::: RECORDS :::

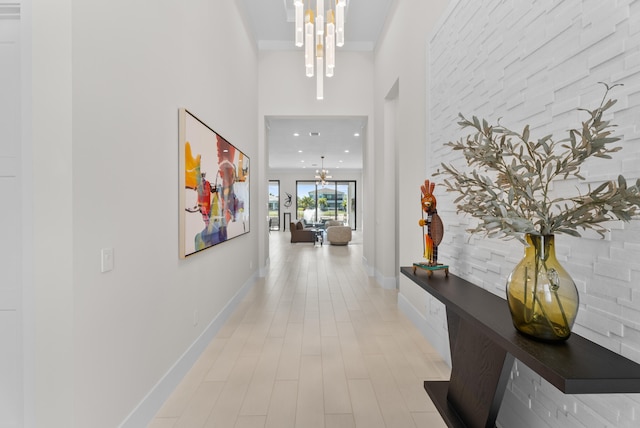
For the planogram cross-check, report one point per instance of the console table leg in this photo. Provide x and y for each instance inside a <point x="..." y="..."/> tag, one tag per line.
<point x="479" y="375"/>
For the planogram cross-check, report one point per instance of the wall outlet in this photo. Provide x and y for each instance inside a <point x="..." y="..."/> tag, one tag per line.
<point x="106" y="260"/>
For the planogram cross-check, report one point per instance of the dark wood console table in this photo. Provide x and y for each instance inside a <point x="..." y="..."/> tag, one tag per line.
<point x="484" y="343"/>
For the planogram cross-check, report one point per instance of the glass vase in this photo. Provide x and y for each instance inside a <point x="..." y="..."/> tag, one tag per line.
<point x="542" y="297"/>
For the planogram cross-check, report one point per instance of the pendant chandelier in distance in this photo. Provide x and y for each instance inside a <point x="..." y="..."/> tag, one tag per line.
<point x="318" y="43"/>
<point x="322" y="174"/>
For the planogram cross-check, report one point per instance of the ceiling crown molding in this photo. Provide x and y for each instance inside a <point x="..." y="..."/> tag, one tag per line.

:::

◆ **GOAL OF THE EXERCISE**
Write the lines above out again with "planogram cross-check" renamed to "shelf audit" everywhere it occurs and everything else unchanged, leaving out the pictures.

◆ **FINAL RESULT**
For the shelf audit, report one point per instance of the console table leg in this photo. Provide x and y for each instance inside a <point x="..." y="..."/> tag, one tag per line.
<point x="479" y="375"/>
For the shelf audit, report one point per instance of the wall outlet in this photo. Provide x and y for each instance inside a <point x="..." y="..."/> tag, one tag per line.
<point x="106" y="260"/>
For the shelf audit, report one point per instance of the dark wood console table in this photo. Provide x and y for each instance inside a <point x="..." y="..."/> tag, one tag per line.
<point x="484" y="343"/>
For the shelf audit, report one point per instance of the glass vase in this photo. Provide x and y for each instance inside a <point x="..." y="..."/> tag, one tag per line.
<point x="542" y="297"/>
For the shelf audit, report one point per instance of the pendant chandelier in distance in this photo. Provide x and y for each instance inside a <point x="..." y="..."/> tag, one tag per line.
<point x="318" y="43"/>
<point x="322" y="174"/>
For the shelf audit, report one point per instance of the ceiling crown molding in this photo. Provide x and y for each instance inside a <point x="..." y="..."/> tag, one tag per line.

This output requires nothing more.